TEXT PASSAGE:

BEGIN

I have had a lot of time to think about retirement over the past year. A lot of things go through my mind, like, "Will I have enough money? Will I be able to stay busy enough? Do I have enough activities that I want to do to fill non-working time?"
For healthcare providers, making the transition away from full-time practice into partial practice or full-time retirement can bring additional opportunities.
I have served in the medical field for over 40 years. I get tremendous joy and satisfaction from daily caring for patients in our hospital-based plastic and reconstructive surgery practice. In my current position, I have been extremely fortunate to find myself in a position of flexibility at work, easing my eventual transition to retirement and allowing me to pursue my interests in service to the community. The feeling of freedom for me is indescribable.
Annually, my surgeon partner travels on medical missions to Central America. Something that I've always wanted to do, too, but because of the demands of the trauma side of our practice, one of us would remain at the hospital when the other was traveling.

END

Collected data:
BEGIN

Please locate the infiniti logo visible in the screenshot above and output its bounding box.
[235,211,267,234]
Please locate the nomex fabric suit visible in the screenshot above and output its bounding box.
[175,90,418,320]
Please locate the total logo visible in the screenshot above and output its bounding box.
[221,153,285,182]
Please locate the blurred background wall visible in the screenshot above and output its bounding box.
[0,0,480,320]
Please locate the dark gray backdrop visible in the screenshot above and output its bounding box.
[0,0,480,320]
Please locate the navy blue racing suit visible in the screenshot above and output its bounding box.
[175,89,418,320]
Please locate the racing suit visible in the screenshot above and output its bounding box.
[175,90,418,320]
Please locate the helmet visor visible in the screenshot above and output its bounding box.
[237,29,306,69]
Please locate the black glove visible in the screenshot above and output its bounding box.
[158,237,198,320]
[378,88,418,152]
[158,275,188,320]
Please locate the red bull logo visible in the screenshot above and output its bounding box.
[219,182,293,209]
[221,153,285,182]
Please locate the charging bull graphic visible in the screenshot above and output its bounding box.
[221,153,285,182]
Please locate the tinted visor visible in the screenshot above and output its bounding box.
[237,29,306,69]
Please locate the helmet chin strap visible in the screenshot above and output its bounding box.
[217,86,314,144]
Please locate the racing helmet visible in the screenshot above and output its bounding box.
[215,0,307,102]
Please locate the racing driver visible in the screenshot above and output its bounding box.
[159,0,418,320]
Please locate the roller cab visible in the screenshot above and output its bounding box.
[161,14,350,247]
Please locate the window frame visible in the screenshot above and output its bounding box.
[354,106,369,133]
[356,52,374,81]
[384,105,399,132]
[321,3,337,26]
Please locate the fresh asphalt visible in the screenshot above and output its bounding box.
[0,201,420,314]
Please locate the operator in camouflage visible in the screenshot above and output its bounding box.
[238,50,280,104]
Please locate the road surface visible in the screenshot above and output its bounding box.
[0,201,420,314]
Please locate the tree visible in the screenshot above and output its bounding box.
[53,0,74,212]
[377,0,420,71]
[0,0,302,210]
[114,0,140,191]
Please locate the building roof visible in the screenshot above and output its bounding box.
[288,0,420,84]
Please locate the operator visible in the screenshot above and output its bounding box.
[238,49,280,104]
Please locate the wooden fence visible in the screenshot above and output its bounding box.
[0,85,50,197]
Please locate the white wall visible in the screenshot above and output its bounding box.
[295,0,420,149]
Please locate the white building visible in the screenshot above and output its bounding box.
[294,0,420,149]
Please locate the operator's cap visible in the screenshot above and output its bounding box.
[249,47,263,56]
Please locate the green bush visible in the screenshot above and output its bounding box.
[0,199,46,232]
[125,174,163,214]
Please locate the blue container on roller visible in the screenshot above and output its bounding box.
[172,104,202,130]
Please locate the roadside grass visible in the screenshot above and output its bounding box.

END

WORK REQUEST:
List every question the writer says goes through their mind in the retirement passage. None of the items are needed for the work here.

EXERCISE RESULT:
- Will I have enough money?
- Will I be able to stay busy enough?
- Do I have enough activities that I want to do to fill non-working time?